═══ DATASET ═══

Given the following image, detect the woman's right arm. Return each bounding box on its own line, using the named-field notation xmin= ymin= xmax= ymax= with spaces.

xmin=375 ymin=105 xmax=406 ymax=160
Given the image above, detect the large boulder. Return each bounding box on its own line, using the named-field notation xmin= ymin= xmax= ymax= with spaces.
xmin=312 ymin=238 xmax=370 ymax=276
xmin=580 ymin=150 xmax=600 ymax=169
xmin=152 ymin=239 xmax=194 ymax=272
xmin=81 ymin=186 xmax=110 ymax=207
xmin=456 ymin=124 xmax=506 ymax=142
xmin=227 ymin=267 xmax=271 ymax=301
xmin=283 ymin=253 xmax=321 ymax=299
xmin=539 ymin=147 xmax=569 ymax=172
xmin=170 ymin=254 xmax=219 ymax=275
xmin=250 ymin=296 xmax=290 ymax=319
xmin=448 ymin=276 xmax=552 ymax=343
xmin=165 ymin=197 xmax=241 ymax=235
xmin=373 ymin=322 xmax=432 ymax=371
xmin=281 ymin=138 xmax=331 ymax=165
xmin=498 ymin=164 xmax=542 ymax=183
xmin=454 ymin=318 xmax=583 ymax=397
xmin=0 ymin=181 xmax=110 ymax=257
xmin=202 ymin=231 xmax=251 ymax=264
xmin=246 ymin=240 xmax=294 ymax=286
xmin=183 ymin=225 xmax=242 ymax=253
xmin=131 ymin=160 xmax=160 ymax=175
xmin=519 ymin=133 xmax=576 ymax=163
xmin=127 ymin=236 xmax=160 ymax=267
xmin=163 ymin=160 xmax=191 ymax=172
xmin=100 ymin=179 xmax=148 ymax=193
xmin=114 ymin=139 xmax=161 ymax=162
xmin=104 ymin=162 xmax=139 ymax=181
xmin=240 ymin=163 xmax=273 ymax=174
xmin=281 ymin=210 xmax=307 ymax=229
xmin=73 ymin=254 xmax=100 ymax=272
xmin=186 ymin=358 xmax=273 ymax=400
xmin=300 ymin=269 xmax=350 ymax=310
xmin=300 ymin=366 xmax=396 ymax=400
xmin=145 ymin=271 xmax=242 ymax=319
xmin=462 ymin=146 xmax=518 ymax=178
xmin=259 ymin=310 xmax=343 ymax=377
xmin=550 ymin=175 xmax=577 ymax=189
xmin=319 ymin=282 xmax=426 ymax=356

═══

## [EXERCISE DETAILS]
Rewrite the listing from its first line through the line containing "xmin=375 ymin=105 xmax=406 ymax=160", keeping the request text. Add 149 to every bounding-box coordinate in those lines.

## [TASK RESPONSE]
Given the following image, detect the woman's right arm. Return each bounding box on its own line, using the named-field notation xmin= ymin= xmax= ymax= with spaces.

xmin=524 ymin=254 xmax=555 ymax=309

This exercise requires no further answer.